▸ **Supplied passage**
*-*-*
|ISSN No. 1606-7754 Vol.14 No.3 December 2006|
Assessing the prevalence, quantification and morphological composition of coronary atherosclerosis in patients with type 2 diabetes and the metabolic syndrome via 64-Slice CT angiography
Jeffrey J Fine, Ali A Rizvi
Department of Investigator Initiated Research, South Carolina Heart Center, PA 63 Lawrin Ct., USA
Background: We determined the prevalence, morphology, and severity of coronary artery plaque in high-risk patients via 64-slice cardiovascular computed tomography (CVCT). Methods: Based on chart review, 101 subjects having a 64-slice CVCT were assigned to one of three groups: type 2 diabetes, metabolic syndrome, or comparison. Disease severity was classified as: no disease, subclinical disease (lesions <70%), or clinically significant disease (lesions >70%). Plaque morphology was stratified as either vulnerable or stable plaque by Houndsfield units and established American Heart Association criteria. Results: Diabetic subjects had the highest prevalence of CAD (78%), compared to 65% in the metabolic syndrome subjects and 55% in the comparison group (p<.05). Diabetic subjects were also most likely to have both significant CAD (41%), and stable plaque (52%) followed by metabolic syndrome subjects (33% and 25%) and the comparison group (15% and 20%) (p < 0.05). The metabolic syndrome group was most likely to have vulnerable lesions (36%) potentially placing them at increased risk of acute events. 22% of subjects in the diabetes group, 35% in the metabolic syndrome group, and 45% in the comparison cohort were disease-free. Conclusions: 64-slice CVCT allows non-invasive diagnosis and stratification of subjects with diabetes and the metabolic syndrome, providing relevant information regarding coronary disease prevalence, severity, and plaque composition, that are statistically different among these high risk patient cohorts. (Int J Diabetes Metab 14: 120-125, 2006)
Key words: cardiovascular computed tomography, diabetes, metabolic syndrome, coronary atherosclerosis
Over the last 50 years, the incidence and prevalence of coronary artery disease (CAD) have climbed steadily in the majority of westernised countries.1 Statistics also reveal that human society is in the midst of an epidemic of obesity-related disorders and type 2 diabetes.2 The entities of pre-diabetes and the metabolic syndrome are three times as common,3 and are believed to increase the risk of progression to type 2 diabetes and cardiovascular disease. The latter remains the primary cause of diabetes-associated morbidity and mortality, as more than two-thirds of people with diabetes die of heart or vascular disease.1 The impact of diabetes on cardiovascular disease is further illustrated by the fact that the risk of developing a myocardial infarction in diabetic patients without known heart disease is equivalent to the risk observed in non-diabetic survivors of a prior infarction.4
Because of the high incidence of CAD among diabetic patients, the need for accurate and early identification is paramount. CT angiography has received a boost recently with the availability of the 64-slice CT scanner. The latest generation of CT scanners can provide exquisite imaging of cardiac structures, coronary plaque morphology data, and details of atherosclerotic lesions quickly and with minimal patient discomfort or risk.
*-*-*
▸ **Goal of the exercise**
In the article on coronary plaque in diabetes and the metabolic syndrome, what share of the metabolic syndrome group was disease-free? Rely only on the article above.
*-*-*
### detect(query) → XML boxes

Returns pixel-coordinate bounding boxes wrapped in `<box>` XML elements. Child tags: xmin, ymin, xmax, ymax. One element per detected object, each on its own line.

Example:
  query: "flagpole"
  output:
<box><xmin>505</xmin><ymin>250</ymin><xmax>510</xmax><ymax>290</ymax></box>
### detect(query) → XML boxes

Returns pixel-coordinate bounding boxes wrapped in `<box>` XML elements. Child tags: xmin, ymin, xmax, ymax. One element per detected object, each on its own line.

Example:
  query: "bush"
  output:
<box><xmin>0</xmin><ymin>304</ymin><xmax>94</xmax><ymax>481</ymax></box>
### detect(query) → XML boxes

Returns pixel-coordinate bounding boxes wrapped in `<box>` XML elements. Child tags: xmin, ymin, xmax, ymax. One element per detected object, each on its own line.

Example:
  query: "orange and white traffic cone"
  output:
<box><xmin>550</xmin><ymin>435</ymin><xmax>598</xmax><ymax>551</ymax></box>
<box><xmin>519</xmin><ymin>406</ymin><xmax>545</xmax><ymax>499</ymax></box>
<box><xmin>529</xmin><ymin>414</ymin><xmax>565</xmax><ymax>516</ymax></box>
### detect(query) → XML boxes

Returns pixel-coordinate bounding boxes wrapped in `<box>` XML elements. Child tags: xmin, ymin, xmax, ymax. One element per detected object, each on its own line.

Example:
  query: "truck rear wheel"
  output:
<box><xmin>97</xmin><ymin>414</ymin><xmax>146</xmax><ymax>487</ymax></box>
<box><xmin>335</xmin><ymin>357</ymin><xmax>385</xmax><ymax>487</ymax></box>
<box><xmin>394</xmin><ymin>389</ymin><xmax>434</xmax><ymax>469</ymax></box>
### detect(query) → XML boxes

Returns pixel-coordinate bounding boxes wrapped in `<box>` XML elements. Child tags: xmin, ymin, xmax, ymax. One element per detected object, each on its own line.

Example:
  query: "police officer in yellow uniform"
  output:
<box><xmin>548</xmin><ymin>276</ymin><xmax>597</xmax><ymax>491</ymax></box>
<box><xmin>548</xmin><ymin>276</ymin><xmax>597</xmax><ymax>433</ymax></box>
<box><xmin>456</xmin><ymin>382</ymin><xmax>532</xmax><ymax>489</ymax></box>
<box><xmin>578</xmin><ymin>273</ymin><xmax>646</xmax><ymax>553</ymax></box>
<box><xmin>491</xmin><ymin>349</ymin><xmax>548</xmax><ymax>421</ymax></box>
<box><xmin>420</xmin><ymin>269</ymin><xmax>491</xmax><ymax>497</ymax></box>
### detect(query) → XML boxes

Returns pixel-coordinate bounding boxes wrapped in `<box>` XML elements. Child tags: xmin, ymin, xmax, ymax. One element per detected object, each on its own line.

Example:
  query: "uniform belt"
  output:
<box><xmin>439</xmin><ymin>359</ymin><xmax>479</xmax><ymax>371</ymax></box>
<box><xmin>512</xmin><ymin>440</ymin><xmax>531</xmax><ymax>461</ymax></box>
*-*-*
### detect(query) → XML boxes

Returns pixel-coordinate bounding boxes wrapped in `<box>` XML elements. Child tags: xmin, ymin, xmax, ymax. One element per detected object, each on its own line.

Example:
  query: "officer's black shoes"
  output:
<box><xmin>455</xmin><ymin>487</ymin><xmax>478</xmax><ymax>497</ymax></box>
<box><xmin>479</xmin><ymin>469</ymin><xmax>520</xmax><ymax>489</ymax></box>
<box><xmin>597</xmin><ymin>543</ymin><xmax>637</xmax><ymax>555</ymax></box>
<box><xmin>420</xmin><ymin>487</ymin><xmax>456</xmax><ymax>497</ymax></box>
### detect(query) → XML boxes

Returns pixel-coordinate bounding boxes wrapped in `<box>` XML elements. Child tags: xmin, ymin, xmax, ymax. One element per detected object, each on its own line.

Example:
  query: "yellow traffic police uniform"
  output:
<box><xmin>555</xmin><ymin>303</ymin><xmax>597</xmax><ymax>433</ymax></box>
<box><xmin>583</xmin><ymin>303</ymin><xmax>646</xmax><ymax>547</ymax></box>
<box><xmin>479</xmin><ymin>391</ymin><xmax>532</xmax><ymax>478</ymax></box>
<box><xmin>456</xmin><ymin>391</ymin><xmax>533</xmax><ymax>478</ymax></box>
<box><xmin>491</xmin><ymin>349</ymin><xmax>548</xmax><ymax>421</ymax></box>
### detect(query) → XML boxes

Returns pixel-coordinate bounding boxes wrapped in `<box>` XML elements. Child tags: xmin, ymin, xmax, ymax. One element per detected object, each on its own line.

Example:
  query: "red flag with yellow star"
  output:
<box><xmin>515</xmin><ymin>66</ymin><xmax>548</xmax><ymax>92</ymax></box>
*-*-*
▸ **Written answer**
35%